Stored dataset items
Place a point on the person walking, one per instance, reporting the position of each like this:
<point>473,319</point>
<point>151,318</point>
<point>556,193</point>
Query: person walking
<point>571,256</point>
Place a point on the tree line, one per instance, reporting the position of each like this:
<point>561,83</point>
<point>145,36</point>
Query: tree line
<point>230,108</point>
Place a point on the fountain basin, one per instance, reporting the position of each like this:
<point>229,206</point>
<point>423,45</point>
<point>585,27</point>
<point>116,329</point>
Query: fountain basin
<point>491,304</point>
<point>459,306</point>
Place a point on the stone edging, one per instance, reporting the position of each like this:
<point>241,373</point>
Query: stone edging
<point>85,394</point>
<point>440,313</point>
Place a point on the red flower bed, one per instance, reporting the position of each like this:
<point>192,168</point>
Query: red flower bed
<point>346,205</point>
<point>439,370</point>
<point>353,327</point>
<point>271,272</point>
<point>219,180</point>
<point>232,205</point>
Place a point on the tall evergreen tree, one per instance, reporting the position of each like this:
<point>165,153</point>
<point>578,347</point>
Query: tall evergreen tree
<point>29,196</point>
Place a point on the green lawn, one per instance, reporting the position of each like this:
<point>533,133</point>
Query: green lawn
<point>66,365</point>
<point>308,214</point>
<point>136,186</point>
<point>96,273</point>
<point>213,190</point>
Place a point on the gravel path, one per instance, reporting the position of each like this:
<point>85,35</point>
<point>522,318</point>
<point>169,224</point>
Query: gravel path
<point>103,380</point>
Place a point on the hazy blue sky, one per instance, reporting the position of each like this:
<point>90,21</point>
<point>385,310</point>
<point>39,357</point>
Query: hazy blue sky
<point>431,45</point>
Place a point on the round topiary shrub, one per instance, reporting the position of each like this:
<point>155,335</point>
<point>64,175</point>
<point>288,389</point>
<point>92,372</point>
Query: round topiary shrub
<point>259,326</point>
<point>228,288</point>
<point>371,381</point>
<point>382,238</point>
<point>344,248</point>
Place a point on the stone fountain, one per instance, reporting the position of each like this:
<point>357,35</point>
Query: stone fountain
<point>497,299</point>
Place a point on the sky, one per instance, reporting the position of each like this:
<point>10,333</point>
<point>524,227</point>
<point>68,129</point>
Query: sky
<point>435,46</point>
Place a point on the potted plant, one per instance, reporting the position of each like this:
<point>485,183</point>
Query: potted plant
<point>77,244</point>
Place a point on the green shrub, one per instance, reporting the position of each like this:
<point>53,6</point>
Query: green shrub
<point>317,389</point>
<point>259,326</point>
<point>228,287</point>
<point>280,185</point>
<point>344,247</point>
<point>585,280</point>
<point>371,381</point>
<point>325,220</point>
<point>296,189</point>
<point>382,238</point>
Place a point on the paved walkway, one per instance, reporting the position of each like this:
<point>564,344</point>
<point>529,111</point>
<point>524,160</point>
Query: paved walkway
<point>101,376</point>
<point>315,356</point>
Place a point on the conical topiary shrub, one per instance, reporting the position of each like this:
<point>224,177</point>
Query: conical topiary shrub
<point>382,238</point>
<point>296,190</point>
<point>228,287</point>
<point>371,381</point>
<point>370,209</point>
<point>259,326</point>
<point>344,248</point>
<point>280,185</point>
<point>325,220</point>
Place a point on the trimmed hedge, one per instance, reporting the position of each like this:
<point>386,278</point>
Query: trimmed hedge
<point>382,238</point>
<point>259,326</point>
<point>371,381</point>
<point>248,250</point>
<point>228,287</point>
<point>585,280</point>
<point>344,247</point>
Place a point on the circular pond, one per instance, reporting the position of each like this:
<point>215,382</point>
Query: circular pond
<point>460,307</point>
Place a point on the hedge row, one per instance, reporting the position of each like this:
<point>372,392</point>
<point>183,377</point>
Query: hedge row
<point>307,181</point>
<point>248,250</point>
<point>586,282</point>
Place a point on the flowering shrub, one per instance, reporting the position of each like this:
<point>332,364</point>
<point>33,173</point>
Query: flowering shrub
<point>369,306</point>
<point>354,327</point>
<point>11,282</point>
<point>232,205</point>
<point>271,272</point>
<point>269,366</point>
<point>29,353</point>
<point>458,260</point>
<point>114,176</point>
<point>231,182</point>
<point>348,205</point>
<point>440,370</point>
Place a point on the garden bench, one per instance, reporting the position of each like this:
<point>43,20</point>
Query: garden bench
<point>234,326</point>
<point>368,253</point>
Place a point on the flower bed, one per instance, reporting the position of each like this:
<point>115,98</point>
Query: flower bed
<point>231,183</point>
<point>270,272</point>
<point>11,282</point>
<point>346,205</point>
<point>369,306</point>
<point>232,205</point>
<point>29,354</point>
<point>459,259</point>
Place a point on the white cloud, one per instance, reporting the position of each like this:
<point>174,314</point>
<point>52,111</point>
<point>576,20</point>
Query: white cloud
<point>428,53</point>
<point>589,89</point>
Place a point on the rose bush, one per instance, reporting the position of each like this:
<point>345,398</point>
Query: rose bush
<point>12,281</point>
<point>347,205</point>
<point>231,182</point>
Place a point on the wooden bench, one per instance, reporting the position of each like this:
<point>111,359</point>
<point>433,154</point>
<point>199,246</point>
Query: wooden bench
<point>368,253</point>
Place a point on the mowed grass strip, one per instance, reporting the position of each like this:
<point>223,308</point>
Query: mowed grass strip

**TASK DETAILS:** Copy every one of the records above word for word, leaving nothing out and changing nothing.

**RESULT:**
Place a point on the person walking, one per instance, reporting the position of each like this:
<point>473,319</point>
<point>151,318</point>
<point>556,193</point>
Query: person walking
<point>571,256</point>
Place a point on the tree line, one per instance, reporting the position of each like this:
<point>561,83</point>
<point>145,36</point>
Query: tree line
<point>230,108</point>
Place a point on the fountain basin, one per instance, reporting the position of each like this:
<point>229,206</point>
<point>423,45</point>
<point>585,27</point>
<point>116,329</point>
Query: fountain basin
<point>491,304</point>
<point>459,306</point>
Place a point on the stone edging, one per instance, reporting the position of each like this:
<point>241,373</point>
Query: stone edging
<point>85,394</point>
<point>440,313</point>
Place a point on the red flower bed, one per instance, reporting the position of each like this:
<point>192,168</point>
Query: red flower bed
<point>346,205</point>
<point>439,370</point>
<point>353,327</point>
<point>271,272</point>
<point>219,180</point>
<point>232,205</point>
Place a point on the tall evergreen tree, one per instance, reporting the position of each like this:
<point>165,153</point>
<point>578,347</point>
Query: tall evergreen tree
<point>29,196</point>
Place a point on the green lawn, one per instance, reporting the position of each like this:
<point>533,133</point>
Query: green lawn
<point>66,365</point>
<point>308,214</point>
<point>136,186</point>
<point>96,273</point>
<point>213,190</point>
Place a point on the gravel path, one per instance, reporting the position of each like this:
<point>85,35</point>
<point>522,318</point>
<point>169,224</point>
Query: gravel path
<point>103,380</point>
Place a point on the hazy blue sky, one per instance, reporting the position of each like this:
<point>90,21</point>
<point>385,310</point>
<point>39,357</point>
Query: hazy blue sky
<point>431,45</point>
Place a point on the round topiary shrub, one per instance, reporting the position of each like this:
<point>155,335</point>
<point>64,175</point>
<point>288,389</point>
<point>92,372</point>
Query: round topiary shrub
<point>259,326</point>
<point>228,288</point>
<point>371,381</point>
<point>382,238</point>
<point>344,248</point>
Place a point on the stone fountain, one per instance, reporting the position of each like this:
<point>357,35</point>
Query: stone fountain
<point>497,299</point>
Place a point on the sky, one per instance, reporting the position of each like this:
<point>10,333</point>
<point>524,227</point>
<point>68,129</point>
Query: sky
<point>435,46</point>
Place a point on the potted plant, one per instance, reporting the position of each like this:
<point>485,183</point>
Query: potted plant
<point>77,244</point>
Place a point on the green shrub, one per instance, reporting the position of each like this:
<point>53,6</point>
Query: green shrub
<point>317,389</point>
<point>259,326</point>
<point>228,287</point>
<point>280,185</point>
<point>344,247</point>
<point>585,280</point>
<point>371,381</point>
<point>325,220</point>
<point>296,189</point>
<point>382,238</point>
Place a point on the paved walkway, one per instance, reporting the position of each like this:
<point>564,344</point>
<point>529,111</point>
<point>524,160</point>
Query: paved walkway
<point>101,376</point>
<point>315,356</point>
Place a point on the conical topiary shrub, one per instance, reporting the position of each like this:
<point>224,177</point>
Query: conical topiary shrub
<point>382,238</point>
<point>296,190</point>
<point>228,287</point>
<point>371,381</point>
<point>370,209</point>
<point>259,326</point>
<point>344,248</point>
<point>280,185</point>
<point>325,220</point>
Place a point on the trimmed hedge, one per instance, reporting the position of each like this:
<point>386,278</point>
Query: trimmed hedge
<point>382,238</point>
<point>259,326</point>
<point>371,381</point>
<point>248,250</point>
<point>228,287</point>
<point>585,280</point>
<point>344,247</point>
Place a point on the circular pond, one per instance, reporting the position of each like this:
<point>215,382</point>
Query: circular pond
<point>460,307</point>
Place a point on the hedge row, one per instance, reporting the position of each like this:
<point>372,392</point>
<point>183,377</point>
Query: hedge row
<point>307,181</point>
<point>248,250</point>
<point>586,282</point>
Place a point on the flowering shrub, one per instance, reporting the position of each like this:
<point>332,364</point>
<point>33,173</point>
Query: flowering shrub
<point>369,306</point>
<point>354,327</point>
<point>11,282</point>
<point>232,205</point>
<point>271,272</point>
<point>269,366</point>
<point>29,353</point>
<point>458,260</point>
<point>114,176</point>
<point>231,182</point>
<point>348,205</point>
<point>440,370</point>
Place a point on the garden bench, one per instance, reporting the position of each like this:
<point>43,20</point>
Query: garden bench
<point>234,326</point>
<point>368,253</point>
Place a point on the flower bed, one per instance, reporting the position of each like this:
<point>115,98</point>
Query: flower bed
<point>231,183</point>
<point>270,272</point>
<point>11,282</point>
<point>346,205</point>
<point>369,306</point>
<point>232,205</point>
<point>29,354</point>
<point>459,259</point>
Place a point on the white cloud, one per instance, reporting the position of each like this:
<point>174,314</point>
<point>52,111</point>
<point>576,20</point>
Query: white cloud
<point>428,53</point>
<point>589,89</point>
Place a point on the rose bush, one per instance, reporting the position of each like this:
<point>345,398</point>
Query: rose bush
<point>12,281</point>
<point>347,205</point>
<point>231,182</point>
Place a point on the wooden bench, one per instance, reporting the position of each like this:
<point>111,359</point>
<point>433,154</point>
<point>199,246</point>
Query: wooden bench
<point>368,253</point>
Place a point on the mowed grass strip, one per instance, reporting the position of each like this:
<point>223,308</point>
Query: mowed grass strip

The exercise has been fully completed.